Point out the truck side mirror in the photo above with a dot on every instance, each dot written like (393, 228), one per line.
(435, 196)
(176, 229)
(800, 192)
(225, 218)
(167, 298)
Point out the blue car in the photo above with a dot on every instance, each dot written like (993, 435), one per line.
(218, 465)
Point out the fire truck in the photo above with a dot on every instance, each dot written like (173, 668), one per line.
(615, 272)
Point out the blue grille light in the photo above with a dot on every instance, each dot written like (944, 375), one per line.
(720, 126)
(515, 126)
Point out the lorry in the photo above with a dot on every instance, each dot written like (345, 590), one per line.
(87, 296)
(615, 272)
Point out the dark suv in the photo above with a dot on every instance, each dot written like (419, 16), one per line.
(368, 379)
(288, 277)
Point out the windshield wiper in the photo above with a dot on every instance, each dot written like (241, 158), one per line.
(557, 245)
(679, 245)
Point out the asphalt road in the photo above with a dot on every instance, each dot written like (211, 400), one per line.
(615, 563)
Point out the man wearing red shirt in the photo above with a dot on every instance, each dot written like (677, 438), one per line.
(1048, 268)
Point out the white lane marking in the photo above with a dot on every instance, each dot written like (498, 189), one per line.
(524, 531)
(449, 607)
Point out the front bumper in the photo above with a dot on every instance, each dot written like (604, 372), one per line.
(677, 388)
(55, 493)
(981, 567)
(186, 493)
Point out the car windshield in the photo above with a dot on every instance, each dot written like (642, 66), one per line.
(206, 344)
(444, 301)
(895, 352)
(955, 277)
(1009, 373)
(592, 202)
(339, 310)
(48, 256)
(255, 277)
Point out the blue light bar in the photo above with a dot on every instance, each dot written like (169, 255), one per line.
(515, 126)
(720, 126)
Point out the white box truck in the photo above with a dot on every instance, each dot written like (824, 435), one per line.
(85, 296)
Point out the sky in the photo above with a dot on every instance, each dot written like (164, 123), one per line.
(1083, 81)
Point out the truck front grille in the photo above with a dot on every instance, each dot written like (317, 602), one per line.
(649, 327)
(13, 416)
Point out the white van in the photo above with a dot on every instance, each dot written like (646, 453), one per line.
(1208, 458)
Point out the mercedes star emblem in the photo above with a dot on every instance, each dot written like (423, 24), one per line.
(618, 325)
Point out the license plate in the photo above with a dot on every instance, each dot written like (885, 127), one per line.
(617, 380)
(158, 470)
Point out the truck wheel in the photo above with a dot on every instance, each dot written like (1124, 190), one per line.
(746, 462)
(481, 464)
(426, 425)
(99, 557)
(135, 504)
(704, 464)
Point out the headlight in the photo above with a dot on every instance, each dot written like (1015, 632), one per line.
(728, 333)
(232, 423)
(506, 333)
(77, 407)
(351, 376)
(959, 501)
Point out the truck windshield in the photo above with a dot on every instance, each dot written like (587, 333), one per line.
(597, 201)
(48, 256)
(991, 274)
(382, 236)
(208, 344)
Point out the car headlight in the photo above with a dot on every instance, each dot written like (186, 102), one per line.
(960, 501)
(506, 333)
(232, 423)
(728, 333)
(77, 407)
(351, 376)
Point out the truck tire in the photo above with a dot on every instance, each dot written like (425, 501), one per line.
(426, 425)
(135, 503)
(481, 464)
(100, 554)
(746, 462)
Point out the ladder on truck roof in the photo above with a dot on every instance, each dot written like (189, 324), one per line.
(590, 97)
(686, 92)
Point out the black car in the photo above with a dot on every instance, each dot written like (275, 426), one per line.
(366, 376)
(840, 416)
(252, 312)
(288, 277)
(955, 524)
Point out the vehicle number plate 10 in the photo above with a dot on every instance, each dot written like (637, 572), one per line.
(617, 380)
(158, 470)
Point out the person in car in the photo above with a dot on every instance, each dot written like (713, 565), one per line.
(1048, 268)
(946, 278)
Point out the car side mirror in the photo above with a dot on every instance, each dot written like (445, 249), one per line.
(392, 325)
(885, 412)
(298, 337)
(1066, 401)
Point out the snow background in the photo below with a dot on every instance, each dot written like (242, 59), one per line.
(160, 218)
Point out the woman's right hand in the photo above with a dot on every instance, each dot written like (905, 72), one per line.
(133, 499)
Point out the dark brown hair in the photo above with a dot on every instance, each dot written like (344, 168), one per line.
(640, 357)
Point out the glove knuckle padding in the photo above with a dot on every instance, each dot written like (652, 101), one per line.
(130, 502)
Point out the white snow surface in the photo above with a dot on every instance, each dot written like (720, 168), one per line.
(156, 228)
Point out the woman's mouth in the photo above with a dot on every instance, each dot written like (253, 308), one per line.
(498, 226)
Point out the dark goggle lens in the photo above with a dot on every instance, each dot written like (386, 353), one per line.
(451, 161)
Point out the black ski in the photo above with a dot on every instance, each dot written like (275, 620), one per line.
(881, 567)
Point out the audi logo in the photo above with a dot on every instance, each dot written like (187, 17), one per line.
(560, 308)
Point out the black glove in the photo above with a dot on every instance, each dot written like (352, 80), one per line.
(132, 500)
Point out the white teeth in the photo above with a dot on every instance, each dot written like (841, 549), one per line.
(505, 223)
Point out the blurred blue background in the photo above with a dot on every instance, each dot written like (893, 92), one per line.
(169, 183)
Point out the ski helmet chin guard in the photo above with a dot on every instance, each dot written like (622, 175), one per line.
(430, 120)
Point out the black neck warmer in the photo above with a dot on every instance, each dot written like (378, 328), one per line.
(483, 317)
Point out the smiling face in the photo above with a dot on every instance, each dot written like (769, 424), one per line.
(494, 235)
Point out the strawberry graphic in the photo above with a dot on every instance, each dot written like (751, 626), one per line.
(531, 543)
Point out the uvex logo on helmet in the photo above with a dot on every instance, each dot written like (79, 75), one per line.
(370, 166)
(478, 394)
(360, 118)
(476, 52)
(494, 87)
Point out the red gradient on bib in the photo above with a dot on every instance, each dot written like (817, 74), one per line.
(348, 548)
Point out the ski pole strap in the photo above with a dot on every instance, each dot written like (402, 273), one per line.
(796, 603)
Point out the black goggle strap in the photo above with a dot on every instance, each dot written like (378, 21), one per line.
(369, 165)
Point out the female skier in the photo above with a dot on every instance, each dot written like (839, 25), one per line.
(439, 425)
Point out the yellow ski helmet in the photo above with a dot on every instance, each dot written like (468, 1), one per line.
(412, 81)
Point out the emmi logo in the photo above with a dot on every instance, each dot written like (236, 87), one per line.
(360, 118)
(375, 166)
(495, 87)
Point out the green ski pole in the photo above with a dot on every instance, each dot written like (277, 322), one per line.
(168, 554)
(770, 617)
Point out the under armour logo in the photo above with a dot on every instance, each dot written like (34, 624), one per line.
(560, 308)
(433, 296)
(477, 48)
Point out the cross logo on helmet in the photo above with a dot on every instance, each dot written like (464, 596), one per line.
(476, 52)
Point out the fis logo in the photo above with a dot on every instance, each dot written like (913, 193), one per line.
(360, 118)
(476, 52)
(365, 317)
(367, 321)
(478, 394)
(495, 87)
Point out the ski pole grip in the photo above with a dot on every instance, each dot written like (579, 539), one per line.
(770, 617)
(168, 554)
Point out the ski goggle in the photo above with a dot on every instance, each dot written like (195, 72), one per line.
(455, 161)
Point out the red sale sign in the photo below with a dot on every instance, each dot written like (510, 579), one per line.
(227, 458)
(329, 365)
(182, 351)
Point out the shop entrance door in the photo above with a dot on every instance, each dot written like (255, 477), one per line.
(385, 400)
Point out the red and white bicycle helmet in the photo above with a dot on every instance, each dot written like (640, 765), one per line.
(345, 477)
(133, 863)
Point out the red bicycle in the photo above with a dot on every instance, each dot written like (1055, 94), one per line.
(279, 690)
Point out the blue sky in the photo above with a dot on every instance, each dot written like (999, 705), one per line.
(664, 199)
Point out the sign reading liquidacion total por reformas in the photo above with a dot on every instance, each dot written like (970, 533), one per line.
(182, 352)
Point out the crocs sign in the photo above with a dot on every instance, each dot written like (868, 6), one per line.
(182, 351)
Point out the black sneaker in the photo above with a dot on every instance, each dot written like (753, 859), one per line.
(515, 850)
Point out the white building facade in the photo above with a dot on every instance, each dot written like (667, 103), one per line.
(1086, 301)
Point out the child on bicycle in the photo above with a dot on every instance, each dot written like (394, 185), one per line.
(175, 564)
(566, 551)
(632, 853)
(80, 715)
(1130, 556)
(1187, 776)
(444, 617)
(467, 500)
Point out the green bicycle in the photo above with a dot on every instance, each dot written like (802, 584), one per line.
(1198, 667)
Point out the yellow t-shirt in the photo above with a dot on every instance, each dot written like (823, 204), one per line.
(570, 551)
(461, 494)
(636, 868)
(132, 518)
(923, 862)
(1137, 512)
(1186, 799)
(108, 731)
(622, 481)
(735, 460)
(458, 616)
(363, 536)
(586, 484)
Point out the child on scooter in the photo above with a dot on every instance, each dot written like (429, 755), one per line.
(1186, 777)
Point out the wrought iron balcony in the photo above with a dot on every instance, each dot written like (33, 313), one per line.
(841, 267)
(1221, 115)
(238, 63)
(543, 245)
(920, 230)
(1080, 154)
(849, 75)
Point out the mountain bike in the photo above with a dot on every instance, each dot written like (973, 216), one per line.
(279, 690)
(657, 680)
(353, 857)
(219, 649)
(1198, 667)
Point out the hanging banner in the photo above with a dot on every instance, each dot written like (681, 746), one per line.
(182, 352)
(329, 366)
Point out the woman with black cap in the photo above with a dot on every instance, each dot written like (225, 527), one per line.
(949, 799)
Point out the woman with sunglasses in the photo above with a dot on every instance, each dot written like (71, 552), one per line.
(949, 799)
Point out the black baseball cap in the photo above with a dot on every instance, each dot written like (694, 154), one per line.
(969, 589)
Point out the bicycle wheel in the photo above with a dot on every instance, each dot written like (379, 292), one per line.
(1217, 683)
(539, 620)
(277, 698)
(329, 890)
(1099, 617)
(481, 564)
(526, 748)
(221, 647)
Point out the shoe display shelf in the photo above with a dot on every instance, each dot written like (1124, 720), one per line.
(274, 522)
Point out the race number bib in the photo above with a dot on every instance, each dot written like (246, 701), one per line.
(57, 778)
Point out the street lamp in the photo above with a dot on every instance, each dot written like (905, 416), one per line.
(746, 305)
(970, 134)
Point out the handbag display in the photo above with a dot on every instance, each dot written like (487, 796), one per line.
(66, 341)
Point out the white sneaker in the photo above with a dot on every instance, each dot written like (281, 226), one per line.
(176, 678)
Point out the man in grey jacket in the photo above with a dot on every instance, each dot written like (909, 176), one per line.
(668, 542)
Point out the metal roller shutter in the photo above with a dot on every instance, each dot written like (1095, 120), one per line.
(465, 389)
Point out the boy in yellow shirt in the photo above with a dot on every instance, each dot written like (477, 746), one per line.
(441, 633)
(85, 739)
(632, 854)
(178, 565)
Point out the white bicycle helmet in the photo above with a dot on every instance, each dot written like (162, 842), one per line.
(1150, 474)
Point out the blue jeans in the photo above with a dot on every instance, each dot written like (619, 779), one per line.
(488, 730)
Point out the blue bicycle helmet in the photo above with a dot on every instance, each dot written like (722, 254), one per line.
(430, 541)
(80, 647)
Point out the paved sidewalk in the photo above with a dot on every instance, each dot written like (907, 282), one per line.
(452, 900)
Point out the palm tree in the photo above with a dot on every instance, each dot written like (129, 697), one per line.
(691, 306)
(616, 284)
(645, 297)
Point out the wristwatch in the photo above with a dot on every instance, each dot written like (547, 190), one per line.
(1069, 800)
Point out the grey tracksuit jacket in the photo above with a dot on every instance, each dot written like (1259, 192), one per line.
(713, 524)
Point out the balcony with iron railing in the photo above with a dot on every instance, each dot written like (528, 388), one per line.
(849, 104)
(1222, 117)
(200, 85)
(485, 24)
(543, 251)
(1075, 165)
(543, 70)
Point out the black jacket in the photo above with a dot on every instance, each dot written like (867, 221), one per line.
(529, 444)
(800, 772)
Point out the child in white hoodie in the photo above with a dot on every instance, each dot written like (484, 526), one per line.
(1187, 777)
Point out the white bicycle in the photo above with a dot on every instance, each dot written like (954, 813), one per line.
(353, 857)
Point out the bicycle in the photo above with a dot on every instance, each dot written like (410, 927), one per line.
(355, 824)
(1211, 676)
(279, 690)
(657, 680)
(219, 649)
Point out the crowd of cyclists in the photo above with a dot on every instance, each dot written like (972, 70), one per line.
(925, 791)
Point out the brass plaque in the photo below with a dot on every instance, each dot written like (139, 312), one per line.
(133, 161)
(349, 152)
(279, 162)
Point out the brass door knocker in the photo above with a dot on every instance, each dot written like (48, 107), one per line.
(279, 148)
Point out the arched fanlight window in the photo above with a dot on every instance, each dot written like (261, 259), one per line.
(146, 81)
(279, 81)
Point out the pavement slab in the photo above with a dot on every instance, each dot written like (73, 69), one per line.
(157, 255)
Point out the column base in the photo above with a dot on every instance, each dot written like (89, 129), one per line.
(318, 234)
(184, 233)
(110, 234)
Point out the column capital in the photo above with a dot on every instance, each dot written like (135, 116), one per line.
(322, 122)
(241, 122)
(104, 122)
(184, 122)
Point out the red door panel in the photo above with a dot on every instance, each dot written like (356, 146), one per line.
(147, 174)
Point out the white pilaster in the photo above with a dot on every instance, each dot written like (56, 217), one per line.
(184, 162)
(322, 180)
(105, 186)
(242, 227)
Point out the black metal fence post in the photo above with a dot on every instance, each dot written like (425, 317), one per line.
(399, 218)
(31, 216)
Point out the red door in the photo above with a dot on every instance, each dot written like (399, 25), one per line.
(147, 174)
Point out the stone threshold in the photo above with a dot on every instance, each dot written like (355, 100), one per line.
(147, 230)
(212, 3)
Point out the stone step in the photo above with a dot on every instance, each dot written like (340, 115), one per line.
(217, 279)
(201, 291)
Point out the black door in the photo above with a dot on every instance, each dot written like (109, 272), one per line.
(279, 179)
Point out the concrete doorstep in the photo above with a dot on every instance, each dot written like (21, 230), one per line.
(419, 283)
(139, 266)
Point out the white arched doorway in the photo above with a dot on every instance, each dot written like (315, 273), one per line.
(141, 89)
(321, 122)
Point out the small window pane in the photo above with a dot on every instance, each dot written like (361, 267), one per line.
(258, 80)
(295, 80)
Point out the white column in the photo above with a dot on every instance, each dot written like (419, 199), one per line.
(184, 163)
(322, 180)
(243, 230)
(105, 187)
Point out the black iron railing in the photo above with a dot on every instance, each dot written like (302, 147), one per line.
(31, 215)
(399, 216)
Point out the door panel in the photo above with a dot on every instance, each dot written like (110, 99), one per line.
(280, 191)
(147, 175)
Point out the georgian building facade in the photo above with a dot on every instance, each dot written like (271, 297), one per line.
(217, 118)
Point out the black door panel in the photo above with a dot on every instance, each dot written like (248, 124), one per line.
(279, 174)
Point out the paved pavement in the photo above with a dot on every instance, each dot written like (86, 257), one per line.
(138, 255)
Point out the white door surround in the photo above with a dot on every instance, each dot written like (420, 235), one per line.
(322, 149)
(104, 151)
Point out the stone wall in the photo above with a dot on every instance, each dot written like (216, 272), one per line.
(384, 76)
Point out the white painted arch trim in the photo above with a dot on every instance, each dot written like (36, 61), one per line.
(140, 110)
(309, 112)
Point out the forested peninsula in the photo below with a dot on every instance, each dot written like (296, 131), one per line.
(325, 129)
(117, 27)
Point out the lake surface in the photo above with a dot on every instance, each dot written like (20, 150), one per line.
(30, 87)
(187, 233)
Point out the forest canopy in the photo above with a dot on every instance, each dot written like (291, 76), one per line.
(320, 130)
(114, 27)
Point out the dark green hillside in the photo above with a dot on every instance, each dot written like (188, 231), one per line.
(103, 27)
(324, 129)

◆ **What is being asked**: Take the line with "Point out the white door" and all lines after it to the last line, and reproduce them exactly.

◆ **Correct result**:
Point out the white door surround in the photo above with a dot on every instance, each dot written like (420, 235), one per line.
(322, 149)
(104, 151)
Point out the stone wall in the photo above with a dot on every instance, each dot written like (216, 272), one per line.
(384, 76)
Point out the white painted arch trim in the photo above with a dot on every instance, each dot written like (36, 61), one per line.
(140, 110)
(309, 112)
Point out the forested peninsula in the photo below with a dot on every instance, each dot written like (296, 131), one per line.
(325, 129)
(117, 27)
Point out the lake surface in the photo above with a dot on every instance, each dot written like (20, 150), one per line.
(30, 87)
(187, 233)
Point out the forest canopy in the photo above with a dot on every instance, each dot written like (291, 76), one per line.
(320, 130)
(114, 27)
Point out the dark green hillside in the photo above with a dot on every instance, each dot written like (188, 231), one per line.
(103, 27)
(324, 129)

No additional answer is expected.